**LO REQUERIDO:**
Convierte en una lista JSON de cadenas los registros que van desde la línea que contiene "Objective - one point per instance of the shoulder" hasta el final, ambos extremos incluidos. Pon una cadena por línea y omite las líneas en blanco.

Registros de una fuente de datos:
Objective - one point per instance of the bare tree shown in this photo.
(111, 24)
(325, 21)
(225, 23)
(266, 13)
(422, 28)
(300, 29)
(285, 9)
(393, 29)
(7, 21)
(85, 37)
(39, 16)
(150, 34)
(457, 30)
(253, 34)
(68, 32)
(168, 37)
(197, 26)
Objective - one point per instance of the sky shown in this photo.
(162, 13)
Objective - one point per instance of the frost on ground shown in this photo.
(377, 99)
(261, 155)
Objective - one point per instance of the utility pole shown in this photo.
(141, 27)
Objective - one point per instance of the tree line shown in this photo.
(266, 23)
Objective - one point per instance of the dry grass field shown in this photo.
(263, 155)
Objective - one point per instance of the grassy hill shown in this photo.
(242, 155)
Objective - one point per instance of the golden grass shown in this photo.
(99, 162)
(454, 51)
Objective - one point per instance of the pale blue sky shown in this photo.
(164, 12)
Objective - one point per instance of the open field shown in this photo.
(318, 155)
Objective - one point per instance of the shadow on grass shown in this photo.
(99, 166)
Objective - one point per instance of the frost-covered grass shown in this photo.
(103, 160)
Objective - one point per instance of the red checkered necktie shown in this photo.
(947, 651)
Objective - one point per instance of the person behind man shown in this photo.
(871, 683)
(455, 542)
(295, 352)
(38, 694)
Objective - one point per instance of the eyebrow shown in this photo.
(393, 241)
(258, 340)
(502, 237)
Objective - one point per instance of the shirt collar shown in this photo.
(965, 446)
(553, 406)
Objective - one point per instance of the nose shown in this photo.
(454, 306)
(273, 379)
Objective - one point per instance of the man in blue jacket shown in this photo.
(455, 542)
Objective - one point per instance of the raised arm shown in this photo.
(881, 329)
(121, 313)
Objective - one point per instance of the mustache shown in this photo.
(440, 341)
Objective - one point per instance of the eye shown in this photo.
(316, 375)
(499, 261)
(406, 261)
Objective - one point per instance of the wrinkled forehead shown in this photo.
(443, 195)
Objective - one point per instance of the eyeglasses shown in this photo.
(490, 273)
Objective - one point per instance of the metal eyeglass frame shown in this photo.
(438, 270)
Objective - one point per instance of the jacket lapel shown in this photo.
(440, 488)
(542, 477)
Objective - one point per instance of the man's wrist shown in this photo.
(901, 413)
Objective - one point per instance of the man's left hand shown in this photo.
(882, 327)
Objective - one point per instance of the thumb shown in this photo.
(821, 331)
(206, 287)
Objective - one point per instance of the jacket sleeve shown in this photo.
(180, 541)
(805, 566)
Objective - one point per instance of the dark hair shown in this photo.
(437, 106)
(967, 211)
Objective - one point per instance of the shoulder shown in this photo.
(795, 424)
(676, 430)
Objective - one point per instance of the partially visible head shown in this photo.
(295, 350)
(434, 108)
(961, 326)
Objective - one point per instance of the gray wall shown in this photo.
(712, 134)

**RESPUESTA AL EJERCICIO:**
[
  "Objective - one point per instance of the shoulder shown in this photo.",
  "(795, 424)",
  "(676, 430)",
  "Objective - one point per instance of the partially visible head shown in this photo.",
  "(295, 350)",
  "(434, 108)",
  "(961, 326)",
  "Objective - one point per instance of the gray wall shown in this photo.",
  "(712, 134)"
]